▶ **What you are asked to do**: All of the records must come back exactly as they were given.

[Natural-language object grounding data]
=== Begin Enclosure ===
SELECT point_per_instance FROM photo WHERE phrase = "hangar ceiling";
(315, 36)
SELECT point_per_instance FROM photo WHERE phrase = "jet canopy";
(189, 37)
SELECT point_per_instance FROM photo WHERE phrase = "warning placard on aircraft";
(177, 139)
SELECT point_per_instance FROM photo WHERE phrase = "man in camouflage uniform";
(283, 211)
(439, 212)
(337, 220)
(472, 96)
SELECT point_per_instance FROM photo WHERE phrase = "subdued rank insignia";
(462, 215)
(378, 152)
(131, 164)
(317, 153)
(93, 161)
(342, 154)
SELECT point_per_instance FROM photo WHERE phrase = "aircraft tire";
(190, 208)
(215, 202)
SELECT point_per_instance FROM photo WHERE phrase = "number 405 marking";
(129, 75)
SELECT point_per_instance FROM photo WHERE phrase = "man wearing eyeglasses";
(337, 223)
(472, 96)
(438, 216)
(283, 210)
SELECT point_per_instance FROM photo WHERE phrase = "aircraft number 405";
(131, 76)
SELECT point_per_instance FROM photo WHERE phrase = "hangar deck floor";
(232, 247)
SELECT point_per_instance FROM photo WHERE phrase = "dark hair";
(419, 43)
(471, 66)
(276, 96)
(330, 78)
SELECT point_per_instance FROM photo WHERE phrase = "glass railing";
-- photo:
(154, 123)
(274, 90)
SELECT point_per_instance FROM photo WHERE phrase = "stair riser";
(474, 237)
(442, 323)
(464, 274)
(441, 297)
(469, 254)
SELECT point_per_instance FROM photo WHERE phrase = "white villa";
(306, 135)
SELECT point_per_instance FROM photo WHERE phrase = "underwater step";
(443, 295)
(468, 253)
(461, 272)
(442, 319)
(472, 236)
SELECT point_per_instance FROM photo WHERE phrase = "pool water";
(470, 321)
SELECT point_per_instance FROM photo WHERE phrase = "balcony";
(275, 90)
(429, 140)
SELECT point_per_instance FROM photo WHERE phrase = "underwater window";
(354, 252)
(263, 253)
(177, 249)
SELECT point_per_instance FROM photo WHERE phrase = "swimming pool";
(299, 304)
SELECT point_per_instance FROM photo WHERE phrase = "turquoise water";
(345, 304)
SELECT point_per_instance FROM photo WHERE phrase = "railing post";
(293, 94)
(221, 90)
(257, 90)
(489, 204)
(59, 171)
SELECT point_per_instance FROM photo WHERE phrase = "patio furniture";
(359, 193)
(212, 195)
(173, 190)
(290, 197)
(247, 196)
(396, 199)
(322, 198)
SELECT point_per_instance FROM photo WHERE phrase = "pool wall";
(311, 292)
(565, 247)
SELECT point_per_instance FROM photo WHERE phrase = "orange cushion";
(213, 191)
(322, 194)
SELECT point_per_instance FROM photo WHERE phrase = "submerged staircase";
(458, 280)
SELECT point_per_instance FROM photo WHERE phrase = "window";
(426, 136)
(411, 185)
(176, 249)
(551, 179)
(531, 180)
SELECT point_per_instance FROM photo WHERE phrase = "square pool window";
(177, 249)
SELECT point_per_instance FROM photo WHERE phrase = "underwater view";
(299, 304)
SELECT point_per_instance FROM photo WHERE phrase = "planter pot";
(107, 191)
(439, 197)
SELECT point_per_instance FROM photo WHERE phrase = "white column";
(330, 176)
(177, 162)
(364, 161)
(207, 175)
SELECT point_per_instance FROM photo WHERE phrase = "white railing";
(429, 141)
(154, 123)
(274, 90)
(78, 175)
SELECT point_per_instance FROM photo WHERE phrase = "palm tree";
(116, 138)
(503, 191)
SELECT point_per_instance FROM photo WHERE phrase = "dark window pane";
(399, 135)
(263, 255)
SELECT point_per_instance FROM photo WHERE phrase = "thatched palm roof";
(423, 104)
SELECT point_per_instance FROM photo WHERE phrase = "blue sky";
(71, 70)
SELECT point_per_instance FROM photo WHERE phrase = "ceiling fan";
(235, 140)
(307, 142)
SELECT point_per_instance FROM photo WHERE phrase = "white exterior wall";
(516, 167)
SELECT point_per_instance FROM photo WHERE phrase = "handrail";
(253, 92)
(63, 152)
=== End Enclosure ===
▶ **Response area**:
SELECT point_per_instance FROM photo WHERE phrase = "hangar ceiling";
(315, 36)
SELECT point_per_instance FROM photo WHERE phrase = "jet canopy";
(189, 37)
SELECT point_per_instance FROM photo WHERE phrase = "warning placard on aircraft";
(177, 139)
SELECT point_per_instance FROM photo WHERE phrase = "man in camouflage uniform";
(283, 211)
(439, 212)
(337, 220)
(472, 96)
SELECT point_per_instance FROM photo WHERE phrase = "subdued rank insignia";
(462, 215)
(378, 152)
(131, 164)
(317, 153)
(93, 161)
(342, 154)
SELECT point_per_instance FROM photo WHERE phrase = "aircraft tire";
(190, 208)
(215, 202)
SELECT point_per_instance FROM photo WHERE phrase = "number 405 marking";
(129, 75)
SELECT point_per_instance FROM photo WHERE phrase = "man wearing eyeglasses";
(337, 223)
(472, 96)
(438, 216)
(283, 210)
SELECT point_per_instance FROM photo WHERE phrase = "aircraft number 405";
(131, 76)
SELECT point_per_instance FROM photo WHERE phrase = "hangar deck floor";
(232, 247)
SELECT point_per_instance FROM photo WHERE phrase = "dark hair";
(419, 43)
(471, 66)
(276, 96)
(330, 78)
SELECT point_per_instance FROM photo WHERE phrase = "glass railing";
-- photo:
(154, 123)
(274, 90)
SELECT point_per_instance FROM photo WHERE phrase = "stair riser";
(474, 237)
(442, 323)
(464, 274)
(441, 297)
(469, 254)
SELECT point_per_instance FROM photo WHERE phrase = "white villa";
(306, 135)
SELECT point_per_instance FROM photo WHERE phrase = "underwater step";
(443, 295)
(468, 253)
(461, 272)
(442, 319)
(472, 236)
SELECT point_per_instance FROM photo WHERE phrase = "pool water";
(470, 321)
SELECT point_per_instance FROM photo WHERE phrase = "balcony";
(275, 90)
(429, 140)
SELECT point_per_instance FROM photo WHERE phrase = "underwater window";
(354, 252)
(263, 253)
(177, 249)
SELECT point_per_instance FROM photo WHERE phrase = "swimming pool";
(299, 304)
SELECT point_per_instance FROM photo WHERE phrase = "turquoise water";
(345, 304)
SELECT point_per_instance FROM photo WHERE phrase = "railing post";
(293, 94)
(221, 90)
(257, 90)
(489, 204)
(59, 171)
SELECT point_per_instance FROM photo WHERE phrase = "patio furniture";
(359, 193)
(212, 195)
(173, 190)
(290, 197)
(247, 196)
(396, 199)
(322, 198)
SELECT point_per_instance FROM photo WHERE phrase = "pool wall";
(311, 292)
(565, 247)
SELECT point_per_instance FROM photo WHERE phrase = "orange cushion";
(213, 191)
(322, 194)
SELECT point_per_instance FROM photo WHERE phrase = "submerged staircase";
(458, 280)
SELECT point_per_instance FROM photo WHERE phrase = "window";
(426, 136)
(411, 185)
(176, 249)
(551, 179)
(531, 180)
SELECT point_per_instance FROM photo WHERE phrase = "square pool window";
(177, 249)
SELECT point_per_instance FROM photo WHERE phrase = "underwater view";
(299, 304)
SELECT point_per_instance FROM photo WHERE phrase = "planter pot";
(107, 191)
(439, 197)
SELECT point_per_instance FROM photo WHERE phrase = "white column";
(330, 176)
(177, 162)
(364, 161)
(207, 175)
SELECT point_per_instance FROM photo WHERE phrase = "white railing";
(429, 141)
(154, 123)
(274, 90)
(78, 175)
SELECT point_per_instance FROM photo WHERE phrase = "palm tree";
(116, 138)
(503, 191)
SELECT point_per_instance FROM photo WHERE phrase = "dark window pane";
(399, 135)
(263, 255)
SELECT point_per_instance FROM photo WHERE phrase = "thatched palm roof";
(423, 104)
SELECT point_per_instance FROM photo WHERE phrase = "blue sky";
(71, 70)
SELECT point_per_instance FROM photo WHERE phrase = "ceiling fan";
(235, 140)
(307, 142)
SELECT point_per_instance FROM photo WHERE phrase = "white exterior wall";
(516, 167)
SELECT point_per_instance FROM photo WHERE phrase = "handrail";
(253, 92)
(63, 152)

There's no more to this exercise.